Task inputs:
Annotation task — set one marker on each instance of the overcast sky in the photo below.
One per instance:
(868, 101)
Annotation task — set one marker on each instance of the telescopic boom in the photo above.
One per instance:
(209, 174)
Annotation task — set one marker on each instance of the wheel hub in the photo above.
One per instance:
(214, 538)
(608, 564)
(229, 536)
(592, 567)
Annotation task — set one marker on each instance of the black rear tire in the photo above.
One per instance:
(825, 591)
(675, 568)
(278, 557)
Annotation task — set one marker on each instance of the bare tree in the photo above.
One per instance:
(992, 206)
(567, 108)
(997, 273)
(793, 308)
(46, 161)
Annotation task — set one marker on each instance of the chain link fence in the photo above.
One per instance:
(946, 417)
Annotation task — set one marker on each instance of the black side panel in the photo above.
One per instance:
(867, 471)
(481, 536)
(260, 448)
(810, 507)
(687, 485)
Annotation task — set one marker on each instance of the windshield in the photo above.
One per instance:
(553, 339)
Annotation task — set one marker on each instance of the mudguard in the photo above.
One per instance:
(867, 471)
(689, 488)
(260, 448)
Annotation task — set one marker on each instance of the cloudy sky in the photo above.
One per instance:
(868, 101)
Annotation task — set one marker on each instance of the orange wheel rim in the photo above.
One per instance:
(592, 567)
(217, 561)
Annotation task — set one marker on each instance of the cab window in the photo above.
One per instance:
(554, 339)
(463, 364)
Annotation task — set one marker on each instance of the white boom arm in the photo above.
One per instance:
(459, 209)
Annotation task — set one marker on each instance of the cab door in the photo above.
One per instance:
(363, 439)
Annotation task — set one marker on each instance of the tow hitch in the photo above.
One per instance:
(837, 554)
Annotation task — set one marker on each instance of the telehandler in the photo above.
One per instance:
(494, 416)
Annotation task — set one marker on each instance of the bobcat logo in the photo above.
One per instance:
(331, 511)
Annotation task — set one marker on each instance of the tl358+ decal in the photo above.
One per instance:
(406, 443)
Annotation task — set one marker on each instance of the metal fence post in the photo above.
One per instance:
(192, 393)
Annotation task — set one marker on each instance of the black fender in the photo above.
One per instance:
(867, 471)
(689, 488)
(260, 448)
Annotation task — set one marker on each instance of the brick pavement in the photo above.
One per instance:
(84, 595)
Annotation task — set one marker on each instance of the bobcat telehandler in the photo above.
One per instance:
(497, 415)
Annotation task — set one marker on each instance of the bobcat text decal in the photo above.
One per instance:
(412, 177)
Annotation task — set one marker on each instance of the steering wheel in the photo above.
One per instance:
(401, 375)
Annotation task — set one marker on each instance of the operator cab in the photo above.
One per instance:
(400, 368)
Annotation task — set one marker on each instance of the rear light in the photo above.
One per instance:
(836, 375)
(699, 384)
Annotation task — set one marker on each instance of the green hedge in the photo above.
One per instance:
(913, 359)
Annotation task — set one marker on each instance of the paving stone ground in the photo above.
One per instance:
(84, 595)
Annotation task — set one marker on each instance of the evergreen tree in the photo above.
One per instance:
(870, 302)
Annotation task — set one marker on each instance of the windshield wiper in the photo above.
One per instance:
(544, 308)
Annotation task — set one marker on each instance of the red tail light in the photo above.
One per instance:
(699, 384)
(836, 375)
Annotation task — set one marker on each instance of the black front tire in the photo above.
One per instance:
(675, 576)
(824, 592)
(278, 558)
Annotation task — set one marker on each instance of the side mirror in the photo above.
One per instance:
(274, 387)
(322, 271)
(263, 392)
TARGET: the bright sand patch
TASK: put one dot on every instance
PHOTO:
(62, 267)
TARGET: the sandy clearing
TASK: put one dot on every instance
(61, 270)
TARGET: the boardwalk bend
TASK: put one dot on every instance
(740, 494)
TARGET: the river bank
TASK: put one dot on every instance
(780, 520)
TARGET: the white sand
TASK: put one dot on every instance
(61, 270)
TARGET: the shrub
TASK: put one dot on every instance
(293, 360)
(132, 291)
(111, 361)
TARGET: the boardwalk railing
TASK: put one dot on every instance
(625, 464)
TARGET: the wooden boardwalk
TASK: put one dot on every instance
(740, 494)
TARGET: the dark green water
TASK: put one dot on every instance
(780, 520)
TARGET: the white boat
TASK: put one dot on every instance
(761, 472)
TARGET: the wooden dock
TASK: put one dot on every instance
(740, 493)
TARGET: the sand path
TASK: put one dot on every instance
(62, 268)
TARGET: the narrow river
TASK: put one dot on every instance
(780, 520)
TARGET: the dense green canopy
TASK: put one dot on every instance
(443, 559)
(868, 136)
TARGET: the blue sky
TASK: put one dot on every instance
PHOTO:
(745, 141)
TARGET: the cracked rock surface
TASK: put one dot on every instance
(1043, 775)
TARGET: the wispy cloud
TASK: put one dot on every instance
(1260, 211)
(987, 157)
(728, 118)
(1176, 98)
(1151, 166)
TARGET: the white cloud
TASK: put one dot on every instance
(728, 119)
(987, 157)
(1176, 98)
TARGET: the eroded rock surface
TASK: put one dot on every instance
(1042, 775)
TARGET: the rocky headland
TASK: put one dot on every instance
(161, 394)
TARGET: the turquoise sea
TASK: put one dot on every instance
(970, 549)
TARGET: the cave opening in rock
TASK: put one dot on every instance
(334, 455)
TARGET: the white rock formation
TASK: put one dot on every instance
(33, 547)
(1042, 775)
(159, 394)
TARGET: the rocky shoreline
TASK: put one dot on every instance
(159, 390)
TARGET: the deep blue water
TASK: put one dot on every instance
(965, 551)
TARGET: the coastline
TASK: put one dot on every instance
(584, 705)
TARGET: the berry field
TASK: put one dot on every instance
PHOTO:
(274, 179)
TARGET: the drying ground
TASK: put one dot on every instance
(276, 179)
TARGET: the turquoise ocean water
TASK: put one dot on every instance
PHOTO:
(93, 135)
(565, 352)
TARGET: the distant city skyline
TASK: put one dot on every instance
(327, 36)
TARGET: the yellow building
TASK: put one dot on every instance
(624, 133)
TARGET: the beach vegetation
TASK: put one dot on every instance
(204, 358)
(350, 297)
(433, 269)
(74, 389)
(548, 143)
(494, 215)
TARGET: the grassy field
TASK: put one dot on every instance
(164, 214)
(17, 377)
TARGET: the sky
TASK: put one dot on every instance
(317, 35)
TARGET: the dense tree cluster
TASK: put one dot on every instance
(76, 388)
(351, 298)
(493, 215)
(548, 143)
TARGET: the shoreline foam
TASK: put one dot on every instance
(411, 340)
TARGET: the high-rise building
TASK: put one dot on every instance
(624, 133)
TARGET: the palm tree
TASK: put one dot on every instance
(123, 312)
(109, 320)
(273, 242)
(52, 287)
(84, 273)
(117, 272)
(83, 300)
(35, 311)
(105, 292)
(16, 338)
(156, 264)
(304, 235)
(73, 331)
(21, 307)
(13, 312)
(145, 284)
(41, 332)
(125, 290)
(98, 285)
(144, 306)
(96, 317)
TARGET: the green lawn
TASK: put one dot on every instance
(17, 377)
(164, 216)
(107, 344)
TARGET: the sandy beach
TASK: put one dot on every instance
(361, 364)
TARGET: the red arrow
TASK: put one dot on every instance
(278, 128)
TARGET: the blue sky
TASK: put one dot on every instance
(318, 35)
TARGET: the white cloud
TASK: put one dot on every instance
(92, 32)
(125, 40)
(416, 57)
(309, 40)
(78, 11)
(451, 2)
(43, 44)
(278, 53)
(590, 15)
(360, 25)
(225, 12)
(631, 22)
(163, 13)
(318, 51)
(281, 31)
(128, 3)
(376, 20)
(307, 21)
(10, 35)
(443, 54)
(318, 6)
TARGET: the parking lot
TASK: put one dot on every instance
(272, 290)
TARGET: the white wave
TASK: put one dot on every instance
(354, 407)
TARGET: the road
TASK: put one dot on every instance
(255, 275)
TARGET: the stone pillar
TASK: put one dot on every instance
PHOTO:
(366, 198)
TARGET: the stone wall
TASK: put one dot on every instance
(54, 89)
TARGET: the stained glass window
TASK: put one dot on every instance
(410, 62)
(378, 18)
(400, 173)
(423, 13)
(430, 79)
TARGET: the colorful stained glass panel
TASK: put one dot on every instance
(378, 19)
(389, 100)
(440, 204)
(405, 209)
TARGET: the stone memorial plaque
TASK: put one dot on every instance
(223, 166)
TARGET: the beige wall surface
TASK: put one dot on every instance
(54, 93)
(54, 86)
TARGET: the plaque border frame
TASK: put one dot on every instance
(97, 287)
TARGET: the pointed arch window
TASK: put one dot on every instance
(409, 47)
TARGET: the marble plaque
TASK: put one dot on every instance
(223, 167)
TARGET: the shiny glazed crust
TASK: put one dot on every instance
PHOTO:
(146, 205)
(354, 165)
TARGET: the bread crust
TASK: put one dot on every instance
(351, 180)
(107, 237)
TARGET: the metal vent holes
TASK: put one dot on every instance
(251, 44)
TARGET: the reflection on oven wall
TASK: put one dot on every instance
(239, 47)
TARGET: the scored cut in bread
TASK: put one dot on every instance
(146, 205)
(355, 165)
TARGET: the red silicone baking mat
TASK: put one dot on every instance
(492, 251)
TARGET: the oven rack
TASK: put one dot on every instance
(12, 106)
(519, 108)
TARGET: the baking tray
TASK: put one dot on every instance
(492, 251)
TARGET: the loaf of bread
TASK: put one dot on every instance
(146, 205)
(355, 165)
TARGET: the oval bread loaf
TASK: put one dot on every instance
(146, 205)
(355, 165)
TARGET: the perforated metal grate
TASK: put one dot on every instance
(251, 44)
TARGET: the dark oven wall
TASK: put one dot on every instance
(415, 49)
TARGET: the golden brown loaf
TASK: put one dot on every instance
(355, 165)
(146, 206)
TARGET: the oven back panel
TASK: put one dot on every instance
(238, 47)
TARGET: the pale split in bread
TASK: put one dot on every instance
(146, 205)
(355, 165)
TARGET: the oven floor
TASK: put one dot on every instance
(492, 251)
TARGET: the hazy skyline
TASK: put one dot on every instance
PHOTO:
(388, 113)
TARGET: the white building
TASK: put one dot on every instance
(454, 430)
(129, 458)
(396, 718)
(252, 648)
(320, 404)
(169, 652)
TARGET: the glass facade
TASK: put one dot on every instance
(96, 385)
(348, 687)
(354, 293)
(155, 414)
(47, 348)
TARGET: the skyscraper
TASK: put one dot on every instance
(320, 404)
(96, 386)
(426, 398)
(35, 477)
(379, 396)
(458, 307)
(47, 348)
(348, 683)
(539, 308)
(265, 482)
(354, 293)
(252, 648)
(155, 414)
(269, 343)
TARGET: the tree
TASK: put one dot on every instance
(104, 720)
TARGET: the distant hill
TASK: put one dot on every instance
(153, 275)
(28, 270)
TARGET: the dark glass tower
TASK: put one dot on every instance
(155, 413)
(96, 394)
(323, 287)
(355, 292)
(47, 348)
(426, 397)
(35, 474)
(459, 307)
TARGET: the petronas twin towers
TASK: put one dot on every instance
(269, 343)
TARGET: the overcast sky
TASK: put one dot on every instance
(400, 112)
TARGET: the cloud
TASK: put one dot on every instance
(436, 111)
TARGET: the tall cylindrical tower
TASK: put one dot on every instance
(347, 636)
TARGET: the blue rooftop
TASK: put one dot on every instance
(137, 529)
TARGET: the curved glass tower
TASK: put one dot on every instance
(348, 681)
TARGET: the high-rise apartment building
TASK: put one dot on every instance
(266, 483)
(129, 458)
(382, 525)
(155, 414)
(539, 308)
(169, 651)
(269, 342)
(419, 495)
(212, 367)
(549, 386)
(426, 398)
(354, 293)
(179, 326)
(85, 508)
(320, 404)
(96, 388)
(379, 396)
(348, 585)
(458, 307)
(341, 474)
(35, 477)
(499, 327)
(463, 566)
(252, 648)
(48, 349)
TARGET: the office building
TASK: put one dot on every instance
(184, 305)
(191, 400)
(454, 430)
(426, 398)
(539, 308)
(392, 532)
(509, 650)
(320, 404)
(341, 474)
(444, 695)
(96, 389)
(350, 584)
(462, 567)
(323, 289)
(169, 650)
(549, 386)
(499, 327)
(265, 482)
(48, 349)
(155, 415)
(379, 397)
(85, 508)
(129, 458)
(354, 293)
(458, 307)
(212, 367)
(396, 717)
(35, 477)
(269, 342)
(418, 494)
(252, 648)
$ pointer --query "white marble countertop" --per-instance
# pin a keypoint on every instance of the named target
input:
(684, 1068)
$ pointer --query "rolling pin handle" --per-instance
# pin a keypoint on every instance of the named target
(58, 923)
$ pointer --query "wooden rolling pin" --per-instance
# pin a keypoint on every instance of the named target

Problem statement: Return exactly, and only, the line containing "TARGET: the overcast sky" and every line after it through the end of the material.

Output for this exercise:
TARGET: the overcast sky
TASK: put one dot on every instance
(400, 112)
TARGET: the cloud
TASK: put one dot on every instance
(436, 111)
TARGET: the tall cylindrical tower
TASK: put one dot on every instance
(347, 636)
TARGET: the blue rooftop
TASK: put one dot on every instance
(137, 529)
TARGET: the curved glass tower
TASK: put one dot on every instance
(348, 681)
TARGET: the high-rise apartment building
TASK: put one dot on every instance
(266, 483)
(129, 458)
(382, 525)
(155, 414)
(539, 308)
(169, 651)
(269, 342)
(419, 495)
(212, 367)
(549, 386)
(426, 398)
(354, 293)
(179, 326)
(85, 508)
(320, 404)
(96, 388)
(379, 396)
(348, 585)
(458, 307)
(341, 474)
(35, 477)
(499, 327)
(463, 566)
(252, 648)
(48, 349)
TARGET: the office building
TASK: put one dot on every instance
(184, 305)
(191, 400)
(454, 430)
(426, 398)
(539, 308)
(392, 532)
(509, 650)
(320, 404)
(341, 474)
(444, 695)
(96, 389)
(350, 584)
(462, 567)
(323, 289)
(169, 650)
(549, 386)
(499, 327)
(265, 482)
(48, 349)
(155, 415)
(379, 397)
(85, 508)
(129, 458)
(354, 293)
(458, 307)
(212, 367)
(396, 717)
(35, 477)
(269, 342)
(418, 494)
(252, 648)
$ pointer --query "white marble countertop" --per-instance
# pin a keypoint on every instance of the named target
input:
(684, 1068)
$ pointer --query "rolling pin handle" --per-instance
# pin a keypoint on every instance of the named target
(58, 923)
$ pointer --query "wooden rolling pin" --per-instance
# pin a keypoint on every instance of the named target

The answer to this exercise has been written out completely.